Stigma yang demikianlah, menjadikan generasi muda merasa minder untuk menjadi seorang petani. Stigma tersebut akan terkonstruksi di masyarakat jika tidak ada upaya diubah. Perubahan stigma negatif masyarakat terhadap profesi petani haruslah diupayakan, dengan jawaban yang mampu mematahkan persepsi-persepsi tersebut. Dari situlah, generasi muda setidaknya semakin percaya diri dan menaruh pilihan berprofesi sebagai petani, meskipun dengan berbagai tantangan di dalamnya. Petani adalah pahlawan pangan yang memiliki kontribusi besar bagi bangsa Indonesia, serta dapat berperan pada pemenuhan pangan global.
Efektivitas Proses dan Efisiensi Hasil Pertanian
Permasalahan produksi yang sering dialami oleh petani di Indonesia, juga menjadi pertimbangan generasi muda untuk bertani yakni tentang efektivitas dan efisiensi. Mulai dari tahap awal, dimana harga benih dan pupuk yang mahal, sehingga petani kesulitan dalam permodalan awal. Kemudian, pada proses penanaman yang membutuhkan tidak sedikit tenaga, sebab kurangnya penggunaan teknologi modern. Ditambah lagi persoalan harga komoditas yang fluktuatif sebab permainan harga seringkali merugikan petani, sehingga antara modal yang dikeluarkan dengan laba yang didapatkan tidak seimbang.

=== Bahan yang tersedia ===
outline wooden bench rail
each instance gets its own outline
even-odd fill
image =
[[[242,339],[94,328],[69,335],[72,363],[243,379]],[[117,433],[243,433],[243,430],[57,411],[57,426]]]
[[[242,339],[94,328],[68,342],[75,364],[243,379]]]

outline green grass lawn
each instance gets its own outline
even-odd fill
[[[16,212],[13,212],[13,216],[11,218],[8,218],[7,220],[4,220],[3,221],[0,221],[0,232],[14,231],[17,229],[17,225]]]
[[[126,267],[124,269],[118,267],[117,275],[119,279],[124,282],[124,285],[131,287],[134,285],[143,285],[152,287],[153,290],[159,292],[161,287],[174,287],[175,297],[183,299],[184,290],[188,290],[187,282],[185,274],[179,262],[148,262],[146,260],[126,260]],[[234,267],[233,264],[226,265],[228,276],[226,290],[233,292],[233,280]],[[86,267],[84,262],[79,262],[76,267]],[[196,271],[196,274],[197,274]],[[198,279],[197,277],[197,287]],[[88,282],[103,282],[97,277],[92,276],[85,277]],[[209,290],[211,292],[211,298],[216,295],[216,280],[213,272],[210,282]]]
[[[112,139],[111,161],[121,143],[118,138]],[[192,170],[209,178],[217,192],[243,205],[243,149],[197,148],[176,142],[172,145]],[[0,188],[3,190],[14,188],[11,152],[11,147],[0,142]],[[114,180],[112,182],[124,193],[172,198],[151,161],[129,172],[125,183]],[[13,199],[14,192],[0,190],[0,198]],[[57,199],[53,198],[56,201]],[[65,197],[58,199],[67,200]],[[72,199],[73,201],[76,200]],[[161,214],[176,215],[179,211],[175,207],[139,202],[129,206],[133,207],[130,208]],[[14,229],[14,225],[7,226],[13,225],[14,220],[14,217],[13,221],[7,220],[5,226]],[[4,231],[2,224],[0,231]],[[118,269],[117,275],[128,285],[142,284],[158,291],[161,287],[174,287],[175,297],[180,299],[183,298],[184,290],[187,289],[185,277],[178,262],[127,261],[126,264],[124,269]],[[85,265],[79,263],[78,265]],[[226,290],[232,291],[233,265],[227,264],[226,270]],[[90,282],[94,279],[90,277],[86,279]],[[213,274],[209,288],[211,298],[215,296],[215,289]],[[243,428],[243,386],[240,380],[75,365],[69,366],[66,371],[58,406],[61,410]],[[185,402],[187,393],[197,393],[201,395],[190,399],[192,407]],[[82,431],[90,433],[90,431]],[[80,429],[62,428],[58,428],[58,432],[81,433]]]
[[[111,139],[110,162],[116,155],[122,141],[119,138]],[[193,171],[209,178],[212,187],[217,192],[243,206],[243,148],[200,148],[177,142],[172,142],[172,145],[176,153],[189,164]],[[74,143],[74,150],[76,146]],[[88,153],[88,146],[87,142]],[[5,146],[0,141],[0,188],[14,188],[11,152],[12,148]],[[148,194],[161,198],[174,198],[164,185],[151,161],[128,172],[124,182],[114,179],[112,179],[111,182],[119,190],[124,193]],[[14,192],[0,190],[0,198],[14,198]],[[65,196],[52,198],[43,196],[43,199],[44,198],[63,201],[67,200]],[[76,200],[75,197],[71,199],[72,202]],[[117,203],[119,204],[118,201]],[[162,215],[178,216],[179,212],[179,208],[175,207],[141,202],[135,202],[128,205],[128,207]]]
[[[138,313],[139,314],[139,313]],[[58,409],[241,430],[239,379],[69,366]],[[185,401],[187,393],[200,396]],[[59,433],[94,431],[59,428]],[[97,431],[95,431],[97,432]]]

=== Tugas yang dikerjakan ===
• A. Jawab pertanyaan berikut dengan singkat berdasarkan teks tentang profesi petani.
(i) Apa yang dirasakan generasi muda akibat stigma terhadap petani?
(ii) Petani disebut sebagai pahlawan apa?
(iii) Mengapa proses penanaman membutuhkan tidak sedikit tenaga?
• B. Tulis lanjutan teks tentang profesi petani, mulai setelah kalimat terakhirnya.

=== Hasil berurutan ===
• A.
(i) Mereka merasa minder untuk menjadi seorang petani.
(ii) Pahlawan pangan.
(iii) Karena kurangnya penggunaan teknologi modern.

• B.
Hal demikianlah menjadikan petani muda berpikir dua kali untuk menjadi petani. Tetapi hal itu dapat diselesaikan jika petani muda dapat mengoptimalkan kemampuannya. Kemajuan teknologi dapat dimanfaatkan oleh generasi muda, dimana memiliki keterampilan dalam mengoperasikannya. Pengunaan teknologi dalam pertanian tersebut terbukti dapat mendobrak produktivitas dan efisiensi dalam proses produksi usaha pertanian. Dapat mengurangi tenaga fisik yang dibutuhkan, lebih memudahkan, dan menekan biaya produksi, sehingga mendapatkan laba yang seimbang.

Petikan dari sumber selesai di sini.